> _TASK LIST_:
A - Using the sand trout thread, decide whether each statement agrees with it. Answer yes or no for each, and quote the deciding words. (i) One reply says sand trout have no limit. (ii) One poster names sand trout larger than 12 inches as the best ones to keep. (iii) plgorman says he freezes his fish.
B - Quote the stretch of the sand trout thread from "i been bay fishin" through "knew my stuff..".

---------- PAGE EXCERPT

# Sand TRout



## BayFishBob (Jul 20, 2009)

What is the average size sand trout I have been catching alot of 14 inchers not sure how big they normally get? Also what is legal size limit and number you can keep


----------



## fishnlab (Jul 10, 2004)

keep whatever you can eat.

http://www.tpwd.state.tx.us/publications/annual/fish/limits_saltwater/


----------



## plgorman (Jan 10, 2008)

You oughta know the size and bag limits before you even hit the water...


----------



## wadefisher3180 (Mar 14, 2007)

plgorman - you have a point
but we all have to start somewhere. 

i been bay fishin a long time. accidentally caught a spanish mack on top waters several years ago. couldnt tell you what the heck a keeper size was and I thought i knew my stuff..


----------



## plgorman (Jan 10, 2008)

you're right but thats why you keep the reg book or some other reference w/ you...


----------



## Bocephus (May 30, 2008)

The guy is asking an honest question....and I doubt he's looking for smart *** answers.

Great way to welcome a newcomer to 2CoolFishing...


----------



## Troutfisch (Jun 19, 2005)

BayFishBob said:


> What is the average size sand trout I have been catching alot of 14 inchers not sure how big they normally get? Also what is legal size limit and number you can keep


There is no limit on sand trout whatsoever - the 14"+ fish are good table fare, and the smaller ones make excellent cut bait. The average size fishermen typically catch is around 10-12" or so.


----------



## plgorman (Jan 10, 2008)

Bocephus said:


> The guy is asking an honest question....and I doubt he's looking for smart *** answers.
> 
> Great way to welcome a newcomer to 2CoolFishing...


...


----------



## Bocephus (May 30, 2008)

You have a lot of growing up to do...


----------



## Bay Bear (Mar 16, 2009)

X2 Bocephus!!


----------



## Cowboy1uhB (Nov 19, 2008)

Bocephus said:


> You have a lot of growing up to do...


He's young. Maybe some day he'll get "it".


----------



## spotsndots (May 20, 2005)

Cowboy1uhB said:


> He's young. Maybe some day he'll get "it".


Let's hope so!


----------



## Gofish2day (May 9, 2006)

The 12 inch fish are the best to keep. The larger ones get mushy. White trout (Sand) do not freeze well. Eat them fresh


----------



## SJAdventures (Mar 18, 2008)

plgorman said:


> You oughta know the size and bag limits before you even hit the water...


If you catch and release and don't keep everything you get your hands on maybe it isn't necessary to know:cop:


----------



## plgorman (Jan 10, 2008)

you guys are so silly. btw SJ I rarely keep more than one or two for the grill that night. I dont freeze my fish and you boys sure are easy to get worked up. I love it. Flame on


----------



## SJAdventures (Mar 18, 2008)

--------------------
---------- DATA LINES

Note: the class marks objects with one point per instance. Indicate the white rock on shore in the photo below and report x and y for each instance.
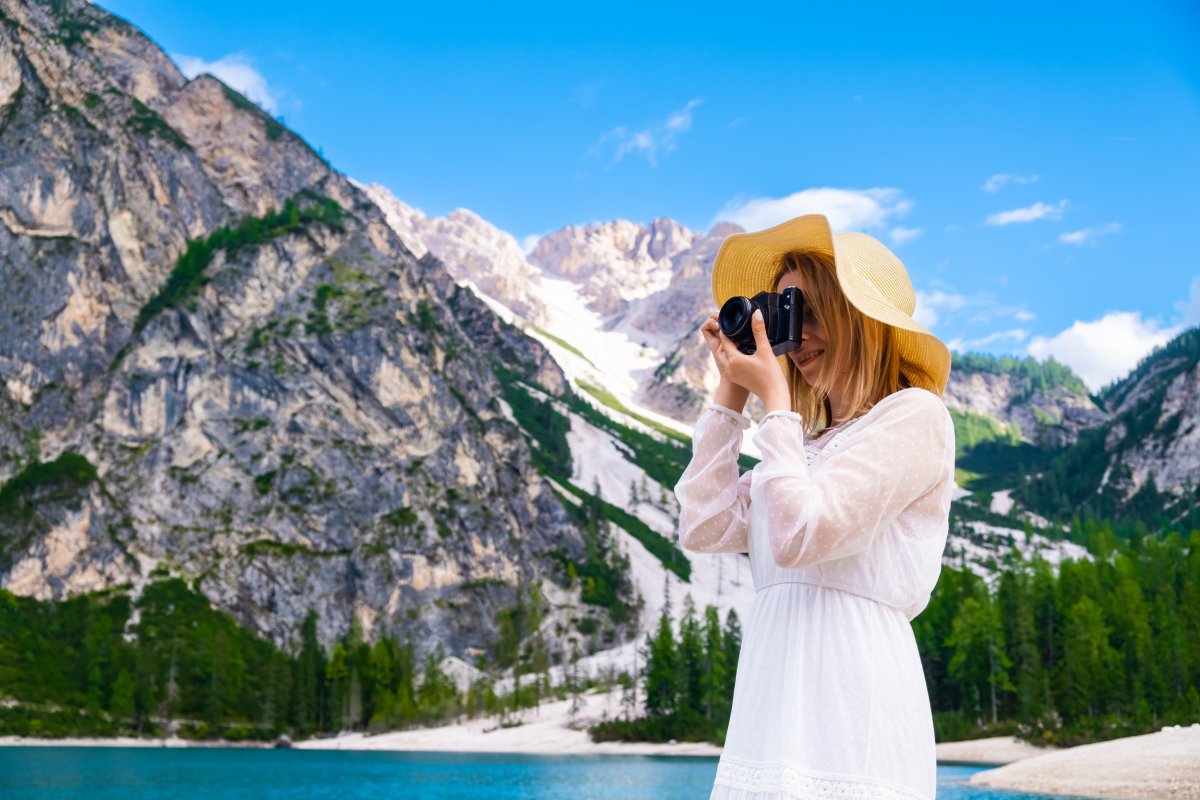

--------------------

> _ANSWERS FOR THE EXERCISE_:
A -
(i) Yes: "There is no limit on sand trout whatsoever"
(ii) No: "The 12 inch fish are the best to keep. The larger ones get mushy."
(iii) No: "I dont freeze my fish"

B -
i been bay fishin a long time. accidentally caught a spanish mack on top waters several years ago. couldnt tell you what the heck a keeper size was and I thought i knew my stuff..